If a line of the material holds the string "sample", please copy it.

Data section:
* * *

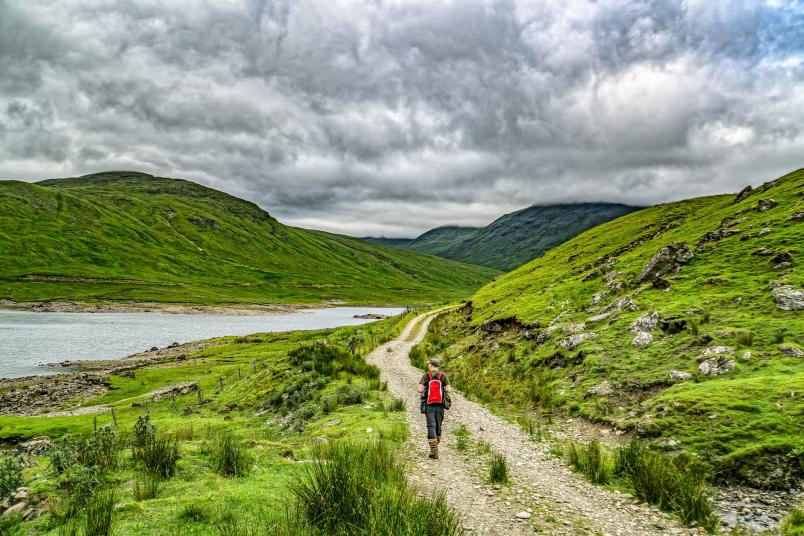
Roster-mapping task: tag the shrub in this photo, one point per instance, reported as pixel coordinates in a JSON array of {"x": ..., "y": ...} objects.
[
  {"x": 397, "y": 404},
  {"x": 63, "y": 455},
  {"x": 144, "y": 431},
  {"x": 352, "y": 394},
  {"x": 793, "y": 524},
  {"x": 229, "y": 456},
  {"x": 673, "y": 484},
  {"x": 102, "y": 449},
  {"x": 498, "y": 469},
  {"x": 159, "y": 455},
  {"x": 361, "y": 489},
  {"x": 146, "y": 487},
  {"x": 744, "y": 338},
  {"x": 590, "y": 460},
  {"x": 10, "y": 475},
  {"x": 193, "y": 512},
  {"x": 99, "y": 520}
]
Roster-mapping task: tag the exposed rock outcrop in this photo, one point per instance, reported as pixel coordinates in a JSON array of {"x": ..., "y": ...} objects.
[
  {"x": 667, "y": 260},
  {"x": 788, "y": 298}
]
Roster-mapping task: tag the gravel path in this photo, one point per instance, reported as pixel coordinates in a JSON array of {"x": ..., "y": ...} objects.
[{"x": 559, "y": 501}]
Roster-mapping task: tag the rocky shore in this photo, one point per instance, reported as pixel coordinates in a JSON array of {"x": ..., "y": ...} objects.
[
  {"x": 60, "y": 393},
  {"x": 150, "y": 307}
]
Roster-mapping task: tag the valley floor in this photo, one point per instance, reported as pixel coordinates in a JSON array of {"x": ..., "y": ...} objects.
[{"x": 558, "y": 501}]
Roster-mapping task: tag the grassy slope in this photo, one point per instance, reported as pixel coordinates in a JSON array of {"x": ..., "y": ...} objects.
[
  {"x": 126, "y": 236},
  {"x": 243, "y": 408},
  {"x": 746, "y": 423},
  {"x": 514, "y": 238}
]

* * *

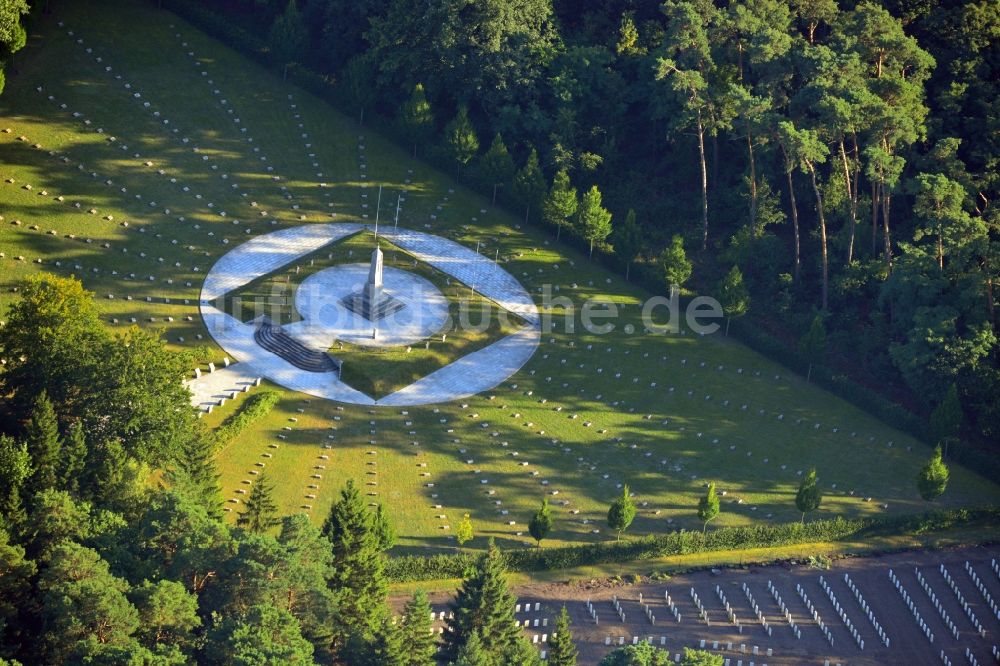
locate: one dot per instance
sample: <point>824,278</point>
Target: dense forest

* * *

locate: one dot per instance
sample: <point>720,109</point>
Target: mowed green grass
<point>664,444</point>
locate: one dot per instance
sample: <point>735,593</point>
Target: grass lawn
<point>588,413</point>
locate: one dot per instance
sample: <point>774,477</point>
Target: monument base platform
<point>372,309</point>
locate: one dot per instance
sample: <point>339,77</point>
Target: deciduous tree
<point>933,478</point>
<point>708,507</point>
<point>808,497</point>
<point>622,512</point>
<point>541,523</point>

* * *

Result for this exercise:
sample: <point>824,278</point>
sample: <point>720,109</point>
sample: <point>735,593</point>
sample: <point>774,477</point>
sample: <point>339,77</point>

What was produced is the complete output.